Pointing dataset records
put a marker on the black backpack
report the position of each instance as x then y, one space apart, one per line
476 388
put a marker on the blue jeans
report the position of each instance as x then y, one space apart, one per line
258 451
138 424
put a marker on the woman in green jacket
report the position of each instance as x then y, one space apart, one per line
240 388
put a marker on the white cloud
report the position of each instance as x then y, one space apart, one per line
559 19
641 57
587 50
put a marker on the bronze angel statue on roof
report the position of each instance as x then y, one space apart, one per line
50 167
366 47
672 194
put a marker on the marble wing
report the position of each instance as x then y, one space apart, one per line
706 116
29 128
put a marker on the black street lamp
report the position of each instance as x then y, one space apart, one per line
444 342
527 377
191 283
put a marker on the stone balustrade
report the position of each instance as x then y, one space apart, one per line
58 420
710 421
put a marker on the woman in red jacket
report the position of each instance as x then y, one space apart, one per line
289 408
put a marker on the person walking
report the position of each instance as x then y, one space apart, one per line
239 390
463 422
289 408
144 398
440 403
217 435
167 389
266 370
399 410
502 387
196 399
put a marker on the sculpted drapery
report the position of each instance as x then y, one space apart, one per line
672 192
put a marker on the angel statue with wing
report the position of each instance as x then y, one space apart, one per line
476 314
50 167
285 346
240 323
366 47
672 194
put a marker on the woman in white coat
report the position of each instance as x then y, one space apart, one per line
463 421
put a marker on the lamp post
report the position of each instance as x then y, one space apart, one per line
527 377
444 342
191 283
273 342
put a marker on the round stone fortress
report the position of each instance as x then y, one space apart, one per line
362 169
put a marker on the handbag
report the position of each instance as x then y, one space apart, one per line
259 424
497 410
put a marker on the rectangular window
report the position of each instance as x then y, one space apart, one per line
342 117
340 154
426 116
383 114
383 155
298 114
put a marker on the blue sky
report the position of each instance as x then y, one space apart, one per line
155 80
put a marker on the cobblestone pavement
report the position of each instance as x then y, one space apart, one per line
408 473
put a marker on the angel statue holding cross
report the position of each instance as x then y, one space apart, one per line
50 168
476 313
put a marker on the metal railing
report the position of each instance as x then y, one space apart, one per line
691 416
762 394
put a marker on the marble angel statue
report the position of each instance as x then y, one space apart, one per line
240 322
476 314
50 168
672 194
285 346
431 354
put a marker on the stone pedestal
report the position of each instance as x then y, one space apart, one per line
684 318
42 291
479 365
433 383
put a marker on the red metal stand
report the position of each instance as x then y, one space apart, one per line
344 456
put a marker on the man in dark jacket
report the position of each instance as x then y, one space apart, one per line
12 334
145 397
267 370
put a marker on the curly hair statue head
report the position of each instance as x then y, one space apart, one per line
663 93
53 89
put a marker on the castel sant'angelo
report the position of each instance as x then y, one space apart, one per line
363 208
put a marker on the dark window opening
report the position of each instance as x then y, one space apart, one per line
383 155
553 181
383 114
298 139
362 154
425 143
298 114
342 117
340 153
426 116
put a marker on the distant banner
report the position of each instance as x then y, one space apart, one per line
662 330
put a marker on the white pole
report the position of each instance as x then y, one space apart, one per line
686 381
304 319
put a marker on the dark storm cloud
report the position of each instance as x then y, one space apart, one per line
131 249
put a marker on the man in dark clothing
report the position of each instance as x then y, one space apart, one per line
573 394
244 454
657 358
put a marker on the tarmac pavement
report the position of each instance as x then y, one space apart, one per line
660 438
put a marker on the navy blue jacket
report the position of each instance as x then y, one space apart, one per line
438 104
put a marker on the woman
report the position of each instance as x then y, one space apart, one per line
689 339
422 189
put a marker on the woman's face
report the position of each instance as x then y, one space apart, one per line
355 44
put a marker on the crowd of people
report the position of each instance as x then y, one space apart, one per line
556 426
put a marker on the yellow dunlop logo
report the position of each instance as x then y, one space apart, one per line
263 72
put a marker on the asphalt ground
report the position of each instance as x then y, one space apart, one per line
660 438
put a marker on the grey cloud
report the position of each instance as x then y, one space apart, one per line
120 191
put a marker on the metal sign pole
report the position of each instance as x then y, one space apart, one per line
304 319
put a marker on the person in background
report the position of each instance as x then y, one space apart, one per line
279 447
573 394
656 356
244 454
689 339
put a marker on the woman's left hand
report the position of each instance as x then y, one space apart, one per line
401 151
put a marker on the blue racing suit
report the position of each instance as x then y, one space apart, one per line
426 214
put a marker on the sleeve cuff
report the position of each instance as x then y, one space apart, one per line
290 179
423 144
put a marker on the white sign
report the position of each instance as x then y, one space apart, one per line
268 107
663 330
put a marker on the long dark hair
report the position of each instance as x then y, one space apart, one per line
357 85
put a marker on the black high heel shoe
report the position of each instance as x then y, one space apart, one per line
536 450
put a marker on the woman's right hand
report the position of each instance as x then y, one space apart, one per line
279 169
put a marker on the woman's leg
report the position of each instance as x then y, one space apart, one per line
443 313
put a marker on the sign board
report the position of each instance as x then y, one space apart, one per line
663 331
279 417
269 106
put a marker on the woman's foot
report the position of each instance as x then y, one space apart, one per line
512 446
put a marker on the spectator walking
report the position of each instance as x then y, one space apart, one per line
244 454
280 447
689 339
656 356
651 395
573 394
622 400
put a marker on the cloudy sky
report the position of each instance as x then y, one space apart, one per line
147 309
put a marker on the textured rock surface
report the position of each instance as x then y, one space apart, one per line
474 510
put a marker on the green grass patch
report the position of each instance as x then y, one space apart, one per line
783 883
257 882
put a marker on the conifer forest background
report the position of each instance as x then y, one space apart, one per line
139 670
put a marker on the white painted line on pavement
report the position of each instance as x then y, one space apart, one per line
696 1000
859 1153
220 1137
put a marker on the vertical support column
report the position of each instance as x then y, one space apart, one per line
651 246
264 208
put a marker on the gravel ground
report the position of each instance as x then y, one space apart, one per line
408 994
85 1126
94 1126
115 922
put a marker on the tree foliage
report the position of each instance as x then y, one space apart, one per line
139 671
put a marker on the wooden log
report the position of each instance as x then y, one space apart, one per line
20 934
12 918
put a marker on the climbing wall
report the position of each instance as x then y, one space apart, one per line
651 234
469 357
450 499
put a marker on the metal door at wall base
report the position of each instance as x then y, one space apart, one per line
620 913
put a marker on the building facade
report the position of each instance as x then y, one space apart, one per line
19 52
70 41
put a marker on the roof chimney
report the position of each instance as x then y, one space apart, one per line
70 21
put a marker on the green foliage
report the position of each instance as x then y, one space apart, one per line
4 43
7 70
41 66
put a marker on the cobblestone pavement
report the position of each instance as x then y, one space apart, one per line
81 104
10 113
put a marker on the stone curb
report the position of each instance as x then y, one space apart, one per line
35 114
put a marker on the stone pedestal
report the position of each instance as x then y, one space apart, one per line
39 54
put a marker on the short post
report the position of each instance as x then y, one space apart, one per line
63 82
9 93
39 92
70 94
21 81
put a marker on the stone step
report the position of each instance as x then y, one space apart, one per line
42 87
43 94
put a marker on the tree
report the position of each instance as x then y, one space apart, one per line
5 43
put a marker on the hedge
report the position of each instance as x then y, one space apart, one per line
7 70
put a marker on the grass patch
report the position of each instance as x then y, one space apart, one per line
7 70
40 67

- [DIRECTIONS]: Your task is to write out the lines from the one with "put a marker on the roof chimney" through the end of the records, exactly and with nothing added.

- [TASK OUTPUT]:
put a marker on the roof chimney
report the position of each instance as x then y, one space apart, one per line
70 21
put a marker on the green foliage
report the position of each instance as x then y, one space apart, one per line
4 43
7 70
41 66
put a marker on the cobblestone pavement
report the position of each instance as x then y, one space apart, one per line
81 104
10 113
put a marker on the stone curb
report the position of each instance as x then y, one space apart, one per line
35 114
put a marker on the stone pedestal
report the position of each instance as x then y, one space apart, one per line
39 54
put a marker on the short post
report the position of each instance as x then y, one space apart, one per line
63 82
9 93
39 92
70 94
21 81
put a marker on the stone step
report the position of each instance as x then y, one space apart, one per line
42 87
43 94
put a marker on the tree
report the position of each instance as x then y, one space apart, one per line
5 43
put a marker on the hedge
report the position of each instance as x then y, one space apart, one per line
7 70
put a marker on the grass patch
report the position of each instance as x then y, one space apart, one per line
7 70
40 67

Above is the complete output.